- [Exercice proposé A]:
Dans les enregistrements, réécrivez les lignes allant de celle qui contient « tag the pink cherry blossom tree » jusqu'à celle qui contient « <point>75,74</point> », toutes deux comprises, en substituant « magnolia » à « cherry blossom » et en laissant tout le reste tel quel.

La solution de droit :
Pour l’application de la Convention franco-belge, le siège de direction, qui détermine l’Etat où seront imposés les bénéfices, s’entend du lieu où les personnes exerçant les fonctions les plus élevées prennent les décisions stratégiques qui déterminent la conduite des affaires de cette entreprise dans son ensemble.
A cet égard, si le lieu où se tiennent les conseils d’administration d’une société peut constituer un indice pour l’identification d’un siège de direction, ce seul élément ne saurait, confronté aux autres éléments du dossier, suffire à le déterminer.
En l’espèce, l’administration fiscale a réintégré, dans les résultats taxables de la société requérante belge au titre de l’exercice 2003, les bénéfices correspondant à l’activité de holding exercée par celle-ci, en estimant que cette activité était exercée depuis la France.
La Haute juridiction, qui a donné raison à l’administration, a précisé qu’en 2003, le siège social de la société était localisé en Belgique et que trois réunions de son conseil d’administration se sont tenues dans ce pays.
Toutefois, les services nécessaires à l’activité de holding, propres ou mis à disposition de la société par l’effet d’une convention d’assistance administrative, étaient tous situés en France et le conseil d’administration avait décidé, au cours de l’exercice en litige, de vendre l’immeuble abritant la société à Bruxelles sans prévoir de relogement en Belgique, enfin, que les décisions stratégiques intervenues au cours de l’année 2003 avaient, en réalité, été préparées et décidées dans leur principe à l’occasion de réunions antérieures du conseil d’administration, tenues à Paris.
Par conséquent, le lieu où les personnes exerçant les fonctions les plus élevées prenaient réellement les décisions stratégiques avait été, pour l’activité de holding, transféré en France.

- [Exercice proposé B]:
Reproduisez fidèlement le passage du texte sur la Convention franco-belge, de « En l’espèce, l’administration » à « depuis la France. ».

- [Lignes enregistrées]:
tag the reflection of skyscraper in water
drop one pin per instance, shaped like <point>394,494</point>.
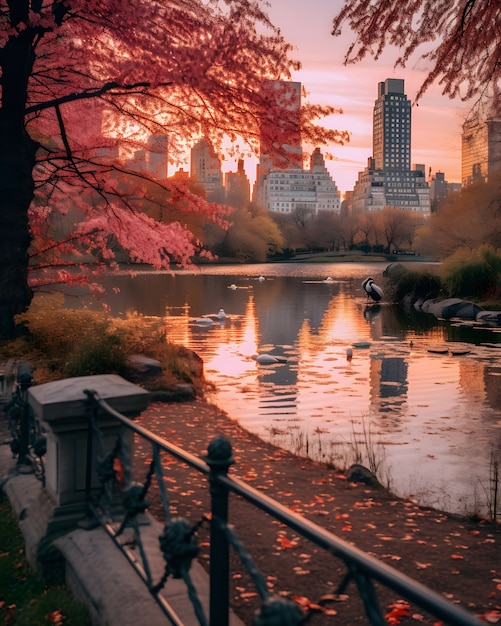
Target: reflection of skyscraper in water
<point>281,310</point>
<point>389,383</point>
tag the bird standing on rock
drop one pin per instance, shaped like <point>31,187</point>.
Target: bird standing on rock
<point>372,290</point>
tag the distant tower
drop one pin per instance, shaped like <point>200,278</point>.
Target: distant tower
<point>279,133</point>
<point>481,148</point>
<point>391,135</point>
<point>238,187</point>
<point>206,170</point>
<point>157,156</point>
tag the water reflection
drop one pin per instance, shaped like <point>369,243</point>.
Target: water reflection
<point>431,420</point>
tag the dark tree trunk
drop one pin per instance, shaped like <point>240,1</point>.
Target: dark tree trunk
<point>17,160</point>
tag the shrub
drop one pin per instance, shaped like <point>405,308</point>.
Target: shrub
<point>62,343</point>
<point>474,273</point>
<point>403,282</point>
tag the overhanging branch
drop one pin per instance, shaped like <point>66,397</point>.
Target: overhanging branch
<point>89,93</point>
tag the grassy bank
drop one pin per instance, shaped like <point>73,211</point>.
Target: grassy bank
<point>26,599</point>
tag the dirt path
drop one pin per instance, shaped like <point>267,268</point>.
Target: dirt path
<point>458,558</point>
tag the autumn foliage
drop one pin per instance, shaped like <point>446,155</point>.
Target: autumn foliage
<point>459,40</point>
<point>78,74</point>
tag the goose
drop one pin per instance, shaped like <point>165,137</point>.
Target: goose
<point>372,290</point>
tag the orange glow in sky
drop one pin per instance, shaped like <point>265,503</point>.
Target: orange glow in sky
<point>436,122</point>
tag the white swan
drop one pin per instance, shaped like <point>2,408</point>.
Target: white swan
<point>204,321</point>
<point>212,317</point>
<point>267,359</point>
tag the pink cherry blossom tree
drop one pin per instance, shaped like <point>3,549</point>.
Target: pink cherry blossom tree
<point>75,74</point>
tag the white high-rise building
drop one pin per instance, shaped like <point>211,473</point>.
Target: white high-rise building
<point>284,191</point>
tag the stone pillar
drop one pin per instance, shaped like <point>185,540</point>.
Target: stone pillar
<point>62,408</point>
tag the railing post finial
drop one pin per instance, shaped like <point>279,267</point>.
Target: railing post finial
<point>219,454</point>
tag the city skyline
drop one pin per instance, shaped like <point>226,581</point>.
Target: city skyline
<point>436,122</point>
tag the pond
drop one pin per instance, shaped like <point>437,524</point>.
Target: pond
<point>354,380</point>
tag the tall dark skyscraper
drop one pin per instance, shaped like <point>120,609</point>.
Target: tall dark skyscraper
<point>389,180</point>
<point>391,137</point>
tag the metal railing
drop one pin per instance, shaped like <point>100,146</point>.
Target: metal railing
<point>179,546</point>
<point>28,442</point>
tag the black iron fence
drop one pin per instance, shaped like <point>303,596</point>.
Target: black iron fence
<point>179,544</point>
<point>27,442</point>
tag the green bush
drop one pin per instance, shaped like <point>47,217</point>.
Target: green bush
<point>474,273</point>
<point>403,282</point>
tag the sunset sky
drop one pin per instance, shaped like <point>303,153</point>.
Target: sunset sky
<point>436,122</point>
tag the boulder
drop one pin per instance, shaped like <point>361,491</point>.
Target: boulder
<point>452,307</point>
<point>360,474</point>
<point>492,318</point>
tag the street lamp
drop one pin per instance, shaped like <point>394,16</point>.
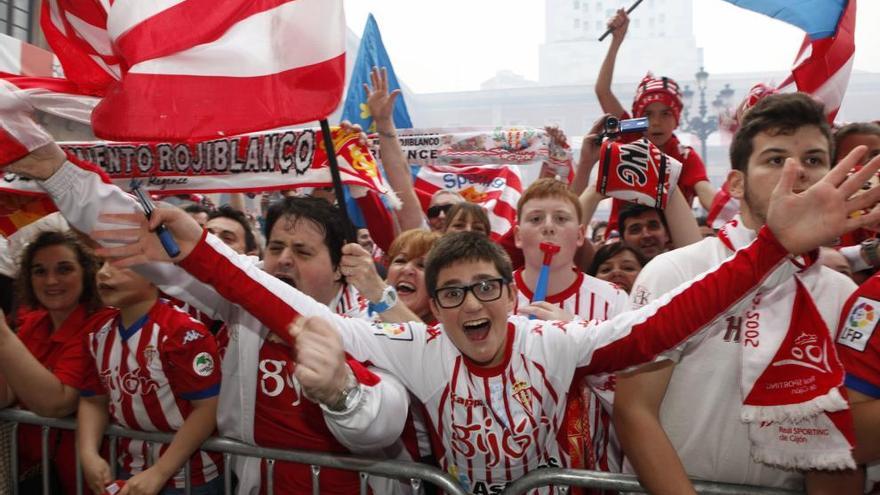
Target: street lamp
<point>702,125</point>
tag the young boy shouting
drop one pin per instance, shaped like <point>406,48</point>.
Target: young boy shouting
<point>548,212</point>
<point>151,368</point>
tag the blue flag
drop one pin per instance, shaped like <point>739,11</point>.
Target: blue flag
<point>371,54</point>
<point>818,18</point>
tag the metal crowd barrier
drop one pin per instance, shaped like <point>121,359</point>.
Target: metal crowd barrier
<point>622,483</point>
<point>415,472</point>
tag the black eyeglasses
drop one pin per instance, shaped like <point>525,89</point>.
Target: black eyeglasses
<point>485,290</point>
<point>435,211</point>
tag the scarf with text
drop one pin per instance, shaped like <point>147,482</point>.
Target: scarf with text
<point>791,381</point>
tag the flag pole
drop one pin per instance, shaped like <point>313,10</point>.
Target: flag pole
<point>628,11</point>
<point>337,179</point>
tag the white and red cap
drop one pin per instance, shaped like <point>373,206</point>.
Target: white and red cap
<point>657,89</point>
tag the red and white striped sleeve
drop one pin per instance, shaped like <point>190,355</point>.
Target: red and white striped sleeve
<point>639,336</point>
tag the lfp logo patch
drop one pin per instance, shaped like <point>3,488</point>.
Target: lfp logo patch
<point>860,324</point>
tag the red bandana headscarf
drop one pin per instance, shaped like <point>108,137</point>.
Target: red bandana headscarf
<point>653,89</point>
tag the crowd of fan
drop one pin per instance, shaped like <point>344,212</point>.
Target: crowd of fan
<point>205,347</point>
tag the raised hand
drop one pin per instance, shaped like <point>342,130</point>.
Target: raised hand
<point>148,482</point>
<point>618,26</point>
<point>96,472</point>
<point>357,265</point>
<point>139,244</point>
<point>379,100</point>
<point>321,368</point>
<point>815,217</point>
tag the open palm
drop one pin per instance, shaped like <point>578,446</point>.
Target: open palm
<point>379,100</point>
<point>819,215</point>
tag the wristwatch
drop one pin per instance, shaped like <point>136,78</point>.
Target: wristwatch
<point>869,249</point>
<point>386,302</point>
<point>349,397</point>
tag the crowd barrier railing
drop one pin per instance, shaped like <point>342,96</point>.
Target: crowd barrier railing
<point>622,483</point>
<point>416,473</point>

- [Réponse rédigée A]:
tag the pink magnolia tree
drop one pin per instance, shaped like <point>3,549</point>.
Target: pink magnolia tree
<point>75,74</point>

- [Réponse rédigée B]:
En l’espèce, l’administration fiscale a réintégré, dans les résultats taxables de la société requérante belge au titre de l’exercice 2003, les bénéfices correspondant à l’activité de holding exercée par celle-ci, en estimant que cette activité était exercée depuis la France.